- **Problem statement**:
Ignoring the pictures, repeat every entry below exactly as it appears.

- **Input**:

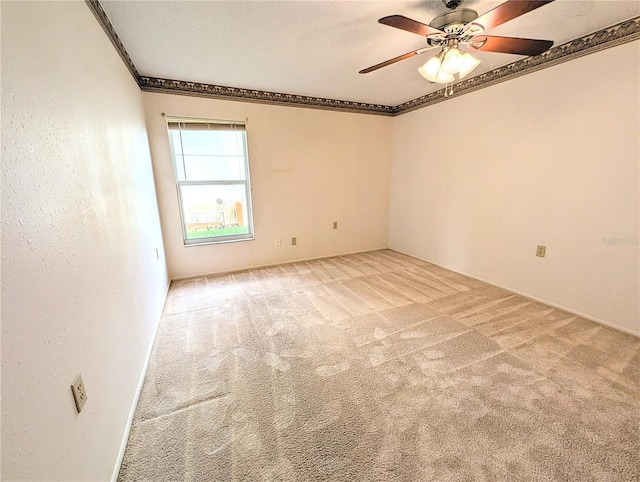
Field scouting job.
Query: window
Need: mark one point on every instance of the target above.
(212, 177)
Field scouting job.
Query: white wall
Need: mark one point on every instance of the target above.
(82, 289)
(308, 168)
(550, 158)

- **Solution to the problem**:
Field scouting job.
Query: window
Need: mark one point on every instance of the target above.
(212, 177)
Field scouting job.
Query: white wall
Need: mark one point on every instance of the target above.
(82, 289)
(308, 168)
(550, 158)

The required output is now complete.